[Object pointing dataset rows]

☆ ☆ ☆ ☆ ☆ ☆ ☆

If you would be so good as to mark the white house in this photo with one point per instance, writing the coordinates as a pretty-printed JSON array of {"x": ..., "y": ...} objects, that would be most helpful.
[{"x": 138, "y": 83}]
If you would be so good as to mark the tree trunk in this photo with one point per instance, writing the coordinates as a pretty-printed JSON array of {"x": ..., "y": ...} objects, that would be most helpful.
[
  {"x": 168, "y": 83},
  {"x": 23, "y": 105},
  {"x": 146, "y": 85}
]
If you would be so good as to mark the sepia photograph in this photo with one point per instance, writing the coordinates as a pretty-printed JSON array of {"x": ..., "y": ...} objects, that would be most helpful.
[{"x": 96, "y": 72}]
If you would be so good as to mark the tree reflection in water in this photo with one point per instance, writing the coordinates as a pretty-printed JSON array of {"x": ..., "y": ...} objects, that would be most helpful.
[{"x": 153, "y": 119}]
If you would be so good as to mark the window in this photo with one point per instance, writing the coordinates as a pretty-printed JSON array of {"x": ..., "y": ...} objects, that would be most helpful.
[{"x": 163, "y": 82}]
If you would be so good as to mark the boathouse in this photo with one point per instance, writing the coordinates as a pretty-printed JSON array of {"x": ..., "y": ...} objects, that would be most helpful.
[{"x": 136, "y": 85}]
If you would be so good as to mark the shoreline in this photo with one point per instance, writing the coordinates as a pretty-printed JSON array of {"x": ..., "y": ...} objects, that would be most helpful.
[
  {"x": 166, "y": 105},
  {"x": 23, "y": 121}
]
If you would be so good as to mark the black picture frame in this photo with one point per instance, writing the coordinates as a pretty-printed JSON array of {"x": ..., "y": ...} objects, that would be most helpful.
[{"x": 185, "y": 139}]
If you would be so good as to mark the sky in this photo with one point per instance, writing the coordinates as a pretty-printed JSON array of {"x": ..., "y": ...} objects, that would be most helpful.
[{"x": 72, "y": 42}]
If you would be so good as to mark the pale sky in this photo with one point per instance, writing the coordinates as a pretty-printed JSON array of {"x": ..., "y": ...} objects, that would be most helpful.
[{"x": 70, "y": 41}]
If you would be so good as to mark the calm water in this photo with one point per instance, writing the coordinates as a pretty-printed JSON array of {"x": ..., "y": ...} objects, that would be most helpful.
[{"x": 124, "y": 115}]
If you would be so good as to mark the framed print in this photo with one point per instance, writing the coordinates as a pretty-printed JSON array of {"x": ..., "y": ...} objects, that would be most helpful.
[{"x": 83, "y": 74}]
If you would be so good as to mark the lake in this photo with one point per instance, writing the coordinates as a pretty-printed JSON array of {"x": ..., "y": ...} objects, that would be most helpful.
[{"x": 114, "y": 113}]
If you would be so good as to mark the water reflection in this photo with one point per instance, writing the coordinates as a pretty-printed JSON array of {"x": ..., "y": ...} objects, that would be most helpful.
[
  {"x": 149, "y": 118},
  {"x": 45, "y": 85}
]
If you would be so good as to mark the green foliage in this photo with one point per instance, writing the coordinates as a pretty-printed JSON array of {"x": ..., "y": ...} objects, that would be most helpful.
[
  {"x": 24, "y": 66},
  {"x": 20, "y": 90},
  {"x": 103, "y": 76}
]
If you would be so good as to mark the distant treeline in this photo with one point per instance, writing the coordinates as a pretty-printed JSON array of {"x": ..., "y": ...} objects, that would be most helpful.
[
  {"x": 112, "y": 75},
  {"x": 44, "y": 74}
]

☆ ☆ ☆ ☆ ☆ ☆ ☆

Problem to solve:
All lines from the line containing "If you would be so good as to mark the black" through the end of the listing above are to be duplicated exactly; include both ends and nothing further.

Expected answer:
If you would be so good as to mark the black picture frame in this photo with one point per instance, writing the coordinates as a pretty-printed JSON array of {"x": ..., "y": ...} objects, that would be most helpful.
[{"x": 185, "y": 139}]
If you would be so good as to mark the sky in this photo with one point per instance, writing the coordinates as a pretty-printed JSON array of {"x": ..., "y": ...} objects, that would be most helpful.
[{"x": 72, "y": 42}]
If you would be so good as to mark the pale sky in this photo with one point per instance, writing the coordinates as a pretty-printed JSON array of {"x": ..., "y": ...} objects, that would be most helpful.
[{"x": 70, "y": 41}]
If you would be so good as to mark the calm water in this photo with one point per instance, writing the coordinates as a pretty-printed JSON array of {"x": ..., "y": ...} objects, that would be most helpful.
[{"x": 124, "y": 115}]
If you would be so good as to mark the framed print in this photo with one point per instance, writing the coordinates as a pretty-printed JSON array of {"x": ..., "y": ...} objects, that would be most helpful.
[{"x": 83, "y": 74}]
If you would be so good as to mark the lake in this photo with one point per instance, writing the coordinates as a pretty-printed JSON array of {"x": ..., "y": ...} objects, that would be most helpful.
[{"x": 114, "y": 113}]
If you would be so good as to mark the water reflection in this photo with one point per instance, writing the coordinates as a pretty-printed JSON array of {"x": ..., "y": ...} objects, that would be most helpful.
[
  {"x": 149, "y": 118},
  {"x": 45, "y": 85}
]
If you would be so good as to mark the green foliage in this photo with one point per instance, writing the coordinates as a pretty-printed JSON array of {"x": ..., "y": ...} objects, that would be most helpful.
[
  {"x": 24, "y": 66},
  {"x": 20, "y": 90},
  {"x": 103, "y": 76}
]
If you would be so good as to mark the distant treeline in this photo with one point per instance, writing the coordinates as a pretty-printed JSON array of {"x": ..., "y": ...} objects, that would be most helpful.
[
  {"x": 112, "y": 75},
  {"x": 44, "y": 74}
]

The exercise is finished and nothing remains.